Contour labeling material
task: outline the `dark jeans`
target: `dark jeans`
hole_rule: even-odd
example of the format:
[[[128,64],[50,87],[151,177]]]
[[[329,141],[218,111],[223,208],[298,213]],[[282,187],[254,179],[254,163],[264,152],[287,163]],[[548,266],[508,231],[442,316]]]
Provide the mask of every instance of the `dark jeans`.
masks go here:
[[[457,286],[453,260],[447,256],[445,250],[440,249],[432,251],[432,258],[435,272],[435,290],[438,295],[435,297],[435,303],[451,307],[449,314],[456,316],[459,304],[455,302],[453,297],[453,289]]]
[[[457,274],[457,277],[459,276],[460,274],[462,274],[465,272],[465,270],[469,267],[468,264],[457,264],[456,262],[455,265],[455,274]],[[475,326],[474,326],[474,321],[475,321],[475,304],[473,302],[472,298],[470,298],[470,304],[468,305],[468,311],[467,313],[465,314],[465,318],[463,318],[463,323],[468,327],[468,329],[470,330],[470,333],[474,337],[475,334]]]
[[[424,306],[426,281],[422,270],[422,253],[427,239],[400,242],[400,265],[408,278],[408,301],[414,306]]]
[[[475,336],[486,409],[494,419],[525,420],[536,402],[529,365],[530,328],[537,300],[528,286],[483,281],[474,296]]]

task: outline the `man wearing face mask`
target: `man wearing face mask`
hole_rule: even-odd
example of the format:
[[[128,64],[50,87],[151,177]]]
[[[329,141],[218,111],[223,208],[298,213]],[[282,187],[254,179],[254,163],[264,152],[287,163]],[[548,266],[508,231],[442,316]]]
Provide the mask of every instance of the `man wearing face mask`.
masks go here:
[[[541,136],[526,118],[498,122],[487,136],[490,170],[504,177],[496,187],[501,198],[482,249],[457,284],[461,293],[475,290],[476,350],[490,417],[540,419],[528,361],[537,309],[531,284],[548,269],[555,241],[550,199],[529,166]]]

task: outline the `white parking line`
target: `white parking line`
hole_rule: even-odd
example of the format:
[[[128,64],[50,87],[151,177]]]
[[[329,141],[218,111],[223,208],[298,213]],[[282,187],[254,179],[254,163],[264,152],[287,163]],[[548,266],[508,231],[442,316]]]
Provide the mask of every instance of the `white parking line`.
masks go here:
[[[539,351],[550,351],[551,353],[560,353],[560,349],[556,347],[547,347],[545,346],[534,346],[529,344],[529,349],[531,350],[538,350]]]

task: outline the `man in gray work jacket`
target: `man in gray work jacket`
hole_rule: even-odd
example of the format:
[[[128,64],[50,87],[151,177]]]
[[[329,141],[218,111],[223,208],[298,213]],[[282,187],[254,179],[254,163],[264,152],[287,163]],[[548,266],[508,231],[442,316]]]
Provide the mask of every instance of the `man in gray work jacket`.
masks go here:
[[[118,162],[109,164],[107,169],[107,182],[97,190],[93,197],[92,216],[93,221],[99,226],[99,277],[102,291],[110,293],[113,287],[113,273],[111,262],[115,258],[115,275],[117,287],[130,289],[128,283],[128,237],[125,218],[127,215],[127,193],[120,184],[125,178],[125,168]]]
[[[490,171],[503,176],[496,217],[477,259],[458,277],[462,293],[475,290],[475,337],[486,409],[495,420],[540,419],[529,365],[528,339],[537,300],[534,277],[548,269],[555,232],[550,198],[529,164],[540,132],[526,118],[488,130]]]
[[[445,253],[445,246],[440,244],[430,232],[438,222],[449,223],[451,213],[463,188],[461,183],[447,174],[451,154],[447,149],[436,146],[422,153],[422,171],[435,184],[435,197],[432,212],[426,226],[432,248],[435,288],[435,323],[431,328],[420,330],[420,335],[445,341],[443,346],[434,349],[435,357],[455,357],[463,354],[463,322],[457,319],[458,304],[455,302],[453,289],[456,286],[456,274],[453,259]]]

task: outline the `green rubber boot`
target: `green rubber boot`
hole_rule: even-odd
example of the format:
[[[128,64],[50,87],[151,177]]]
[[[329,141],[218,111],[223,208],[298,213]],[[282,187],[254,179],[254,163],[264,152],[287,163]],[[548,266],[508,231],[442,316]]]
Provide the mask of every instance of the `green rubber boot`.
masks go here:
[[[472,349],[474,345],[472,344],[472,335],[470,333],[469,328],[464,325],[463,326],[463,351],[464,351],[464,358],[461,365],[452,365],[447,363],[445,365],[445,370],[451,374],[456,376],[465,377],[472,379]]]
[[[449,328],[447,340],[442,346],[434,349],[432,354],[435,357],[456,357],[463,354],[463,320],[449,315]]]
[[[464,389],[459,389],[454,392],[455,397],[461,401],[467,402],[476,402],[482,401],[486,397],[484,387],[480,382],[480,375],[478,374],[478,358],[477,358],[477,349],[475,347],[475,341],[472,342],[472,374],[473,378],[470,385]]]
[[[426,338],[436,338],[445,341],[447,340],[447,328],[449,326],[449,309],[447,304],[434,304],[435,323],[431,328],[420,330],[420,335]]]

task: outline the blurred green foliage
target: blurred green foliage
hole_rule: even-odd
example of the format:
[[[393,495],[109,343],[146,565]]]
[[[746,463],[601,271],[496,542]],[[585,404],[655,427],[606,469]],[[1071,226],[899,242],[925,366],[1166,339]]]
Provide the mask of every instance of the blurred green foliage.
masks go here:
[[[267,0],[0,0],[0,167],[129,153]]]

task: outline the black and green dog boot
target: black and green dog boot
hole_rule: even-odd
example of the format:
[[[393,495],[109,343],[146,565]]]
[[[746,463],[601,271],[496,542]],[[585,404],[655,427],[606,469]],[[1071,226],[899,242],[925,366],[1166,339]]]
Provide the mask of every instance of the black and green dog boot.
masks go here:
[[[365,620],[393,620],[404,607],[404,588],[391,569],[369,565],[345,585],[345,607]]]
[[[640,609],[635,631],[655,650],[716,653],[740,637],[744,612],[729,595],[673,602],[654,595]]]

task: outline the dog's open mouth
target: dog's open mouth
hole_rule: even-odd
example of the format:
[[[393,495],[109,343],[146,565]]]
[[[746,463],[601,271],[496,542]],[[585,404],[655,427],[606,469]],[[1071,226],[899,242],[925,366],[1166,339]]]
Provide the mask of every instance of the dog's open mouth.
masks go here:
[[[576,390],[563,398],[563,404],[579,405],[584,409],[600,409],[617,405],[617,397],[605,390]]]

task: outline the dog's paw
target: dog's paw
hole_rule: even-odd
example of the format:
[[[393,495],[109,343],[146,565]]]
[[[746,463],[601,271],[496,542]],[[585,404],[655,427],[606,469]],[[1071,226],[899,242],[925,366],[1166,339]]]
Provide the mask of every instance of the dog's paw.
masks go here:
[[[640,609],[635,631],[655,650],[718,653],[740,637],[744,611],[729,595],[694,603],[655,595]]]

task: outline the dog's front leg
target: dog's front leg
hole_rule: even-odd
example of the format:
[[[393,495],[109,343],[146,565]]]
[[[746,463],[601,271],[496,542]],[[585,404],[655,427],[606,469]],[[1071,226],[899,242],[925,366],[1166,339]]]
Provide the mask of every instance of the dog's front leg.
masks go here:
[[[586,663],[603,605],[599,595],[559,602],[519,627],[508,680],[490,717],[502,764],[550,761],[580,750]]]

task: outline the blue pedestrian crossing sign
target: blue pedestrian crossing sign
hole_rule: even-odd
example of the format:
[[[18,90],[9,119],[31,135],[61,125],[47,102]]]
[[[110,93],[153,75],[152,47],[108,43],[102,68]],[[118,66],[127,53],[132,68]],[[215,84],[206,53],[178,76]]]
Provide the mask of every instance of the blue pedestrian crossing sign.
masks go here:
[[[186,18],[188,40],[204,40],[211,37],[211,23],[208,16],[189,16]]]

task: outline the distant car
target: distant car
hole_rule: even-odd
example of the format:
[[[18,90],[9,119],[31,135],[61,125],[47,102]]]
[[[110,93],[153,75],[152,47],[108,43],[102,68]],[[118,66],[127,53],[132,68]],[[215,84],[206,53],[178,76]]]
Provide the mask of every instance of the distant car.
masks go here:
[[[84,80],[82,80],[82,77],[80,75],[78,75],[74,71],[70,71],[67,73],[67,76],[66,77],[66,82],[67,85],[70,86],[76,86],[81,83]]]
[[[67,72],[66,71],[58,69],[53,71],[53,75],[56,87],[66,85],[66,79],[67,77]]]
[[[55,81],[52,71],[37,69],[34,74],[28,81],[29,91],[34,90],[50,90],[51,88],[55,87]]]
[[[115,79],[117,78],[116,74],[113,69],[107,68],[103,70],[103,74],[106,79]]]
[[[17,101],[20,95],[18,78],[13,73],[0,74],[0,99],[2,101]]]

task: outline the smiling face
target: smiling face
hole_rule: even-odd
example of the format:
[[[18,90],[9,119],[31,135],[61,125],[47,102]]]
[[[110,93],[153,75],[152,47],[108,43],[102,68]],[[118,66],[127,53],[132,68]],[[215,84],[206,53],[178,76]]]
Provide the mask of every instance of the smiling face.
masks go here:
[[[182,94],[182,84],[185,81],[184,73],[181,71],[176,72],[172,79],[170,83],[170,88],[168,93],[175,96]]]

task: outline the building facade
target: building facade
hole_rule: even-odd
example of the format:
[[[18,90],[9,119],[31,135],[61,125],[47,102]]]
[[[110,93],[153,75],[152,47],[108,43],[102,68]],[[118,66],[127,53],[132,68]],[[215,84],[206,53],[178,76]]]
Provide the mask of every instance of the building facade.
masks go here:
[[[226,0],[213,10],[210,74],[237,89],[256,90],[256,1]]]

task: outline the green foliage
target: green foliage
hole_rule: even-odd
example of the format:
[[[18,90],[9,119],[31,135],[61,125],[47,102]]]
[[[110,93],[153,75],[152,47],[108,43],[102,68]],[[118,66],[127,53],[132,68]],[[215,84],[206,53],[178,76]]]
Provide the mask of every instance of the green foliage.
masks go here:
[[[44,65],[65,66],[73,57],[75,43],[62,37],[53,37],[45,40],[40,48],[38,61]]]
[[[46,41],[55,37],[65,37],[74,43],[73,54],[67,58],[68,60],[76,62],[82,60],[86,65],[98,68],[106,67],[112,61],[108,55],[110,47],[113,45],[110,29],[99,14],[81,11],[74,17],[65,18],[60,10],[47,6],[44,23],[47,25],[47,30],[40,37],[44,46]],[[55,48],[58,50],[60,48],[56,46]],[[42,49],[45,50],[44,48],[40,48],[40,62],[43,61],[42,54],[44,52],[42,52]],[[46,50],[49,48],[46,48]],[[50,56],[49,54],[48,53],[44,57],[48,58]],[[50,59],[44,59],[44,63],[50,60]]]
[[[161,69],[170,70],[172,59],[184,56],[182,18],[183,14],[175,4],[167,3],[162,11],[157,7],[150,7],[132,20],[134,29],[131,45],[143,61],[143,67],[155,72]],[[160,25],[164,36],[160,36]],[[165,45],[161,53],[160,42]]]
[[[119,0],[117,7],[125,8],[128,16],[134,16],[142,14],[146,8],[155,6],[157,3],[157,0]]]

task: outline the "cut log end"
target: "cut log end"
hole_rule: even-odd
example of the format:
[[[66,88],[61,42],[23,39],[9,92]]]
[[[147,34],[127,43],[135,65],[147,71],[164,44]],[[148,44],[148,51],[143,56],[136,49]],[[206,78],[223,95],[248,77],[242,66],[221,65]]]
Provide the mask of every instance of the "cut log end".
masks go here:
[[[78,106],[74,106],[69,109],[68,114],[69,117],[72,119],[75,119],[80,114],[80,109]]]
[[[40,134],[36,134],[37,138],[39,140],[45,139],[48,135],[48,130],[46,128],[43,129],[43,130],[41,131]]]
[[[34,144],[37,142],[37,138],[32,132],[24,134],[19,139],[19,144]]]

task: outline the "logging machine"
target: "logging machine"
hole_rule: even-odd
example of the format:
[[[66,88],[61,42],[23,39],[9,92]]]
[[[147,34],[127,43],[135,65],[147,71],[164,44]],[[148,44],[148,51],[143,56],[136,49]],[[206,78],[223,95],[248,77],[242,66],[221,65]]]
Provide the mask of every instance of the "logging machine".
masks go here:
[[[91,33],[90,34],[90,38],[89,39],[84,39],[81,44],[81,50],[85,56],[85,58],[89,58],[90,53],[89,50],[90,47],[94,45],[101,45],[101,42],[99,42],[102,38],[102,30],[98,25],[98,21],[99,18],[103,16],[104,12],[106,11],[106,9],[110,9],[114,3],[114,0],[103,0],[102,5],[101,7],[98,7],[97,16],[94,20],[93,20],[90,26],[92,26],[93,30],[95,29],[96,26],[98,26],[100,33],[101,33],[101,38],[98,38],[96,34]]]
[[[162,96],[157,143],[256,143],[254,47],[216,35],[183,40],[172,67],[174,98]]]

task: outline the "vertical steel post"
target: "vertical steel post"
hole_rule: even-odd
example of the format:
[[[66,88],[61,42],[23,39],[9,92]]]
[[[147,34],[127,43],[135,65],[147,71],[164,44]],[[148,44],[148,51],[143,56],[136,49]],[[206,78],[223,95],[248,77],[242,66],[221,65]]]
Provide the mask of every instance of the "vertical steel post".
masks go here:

Stated exercise: Rewrite everything from the line containing "task: outline the blurred green foliage" down to the line containing "[[[267,0],[0,0],[0,167],[129,153]]]", swapping "blurred green foliage" for "out-of-focus greenery" and leaving everything else unchanged.

Written solution:
task: outline the out-of-focus greenery
target: out-of-focus greenery
hole_rule: even-odd
example of the format:
[[[393,495],[109,343],[146,565]]]
[[[746,463],[601,271],[496,542]],[[585,404],[655,427],[606,469]],[[1071,226],[899,242],[925,366],[1166,339]]]
Provide the mask of every instance of the out-of-focus greenery.
masks go here:
[[[267,0],[0,0],[0,167],[129,153]]]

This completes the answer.